→ TEXTE PROPOSÉ
= = = = = = =

Les changements climatiques ont stimulé l’évolution du genre Homo

Et si les changements climatiques du passé avaient joué un rôle important dans l’évolution de nos ancêtres au cours des deux derniers millions d”années ? Telle est la thèse soutenue par trois chercheurs, Katerine Freeman, professeur de géoscience et Clayton Magill, docteur en géosciences, à l’université de Pennsylvanie et Gail Ashley, professeur de sciences de la Terre à l’université Rutgers. Dans un article publié le 24 décembre 2012 dans la revue PNAS, ils suggèrent qu’une succession de rapides changements environnementaux auraient dirigé l’évolution humaine à cette époque.

Dans les sédiments d’un ancien lac

Les chercheurs ont étudié la matière organique préservée par les sédiments d’un ancien lac dans les gorges d’Olduvai, sur le versant ouest de la vallée du Rift, au nord de la Tanzanie. Ce lieu qui fait l’objet de recherches depuis 1931, est parfois considéré comme le berceau de l’humanité, en raison des nombreux témoignages de la présence de groupes humains préhistoriques dans cette région.

5 ou 6 changements d’environnement en 200 000 ans

“Le paysage dans lesquels les premiers hommes vivaient ont basculé rapidement de la forêt fermée à la prairie ouverte de 5 à 6 fois au cours d’une période de 200 000 ans”, indique Clayton Magill.  “Ces changements se sont produits de façon très brusque avec des transitions ne durant que quelques centaines ou quelques milliers d’années”, précise-t-il. Pour Katherine Freeman, la principale hypothèse suggère que les changements provoqués chez l’homme par l’évolution pendant ces périodes sont liés à cette modification constante de leur environnement et a un important changement climatique. “Alors que certains pensent que l’Afrique a subi un “grand assèchement” progressif et lent pendant 3 millions d”années, les données que nous avons recueillies montrent une absence de progression vers la sécheresse et, au contraire, un environnement extrêmement variable”, déclare-t-elle. Des périodes humides longues auraient alterné avec des périodes plus sèches.

La vie est plus difficile dans les périodes de changement que dans celles de stabilité. Clayton Magill note que de nombreux anthropologues considèrent que ces modifications de l’environnement pourraient avoir déclenché des développements cognitifs. Le bon sens conduit à la même conclusion. Soumis à des situations nouvelles, toutes les espèces vivantes doivent relever le défi : s’adapter ou disparaître. L’homme étant toujours là, il n’est pas incongru de penser… qu’il s’est adapté.

= = = = = = =

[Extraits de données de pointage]
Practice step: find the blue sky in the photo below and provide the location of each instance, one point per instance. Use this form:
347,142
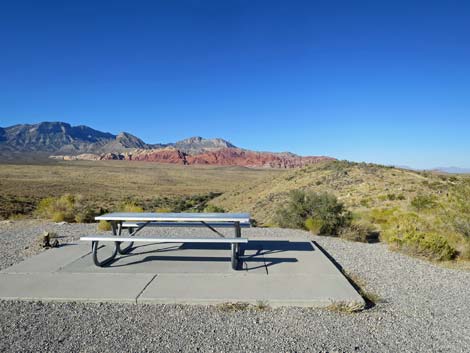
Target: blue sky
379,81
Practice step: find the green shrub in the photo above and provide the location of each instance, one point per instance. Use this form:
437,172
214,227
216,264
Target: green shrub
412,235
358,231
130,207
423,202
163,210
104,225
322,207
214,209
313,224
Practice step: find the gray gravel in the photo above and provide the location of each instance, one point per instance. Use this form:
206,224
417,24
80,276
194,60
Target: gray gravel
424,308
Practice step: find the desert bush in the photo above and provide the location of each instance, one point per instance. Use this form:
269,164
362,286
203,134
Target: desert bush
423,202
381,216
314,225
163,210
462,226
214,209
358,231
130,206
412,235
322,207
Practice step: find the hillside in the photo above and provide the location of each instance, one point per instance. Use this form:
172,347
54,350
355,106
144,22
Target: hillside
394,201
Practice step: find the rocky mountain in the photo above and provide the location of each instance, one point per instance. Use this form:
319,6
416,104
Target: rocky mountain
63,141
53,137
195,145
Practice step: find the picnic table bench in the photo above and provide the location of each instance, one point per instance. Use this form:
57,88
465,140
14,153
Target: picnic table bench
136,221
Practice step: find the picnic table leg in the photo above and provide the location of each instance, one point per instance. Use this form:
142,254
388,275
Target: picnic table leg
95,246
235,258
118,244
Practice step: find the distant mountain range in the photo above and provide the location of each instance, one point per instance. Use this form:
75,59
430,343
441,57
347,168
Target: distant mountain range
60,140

= = = = = = =

D'après le texte sur le climat et l'évolution du genre Homo, combien de fois le paysage des premiers hommes a-t-il basculé de la forêt fermée à la prairie ouverte au cours de 200 000 ans ?

→ CORRIGÉ
De 5 à 6 fois.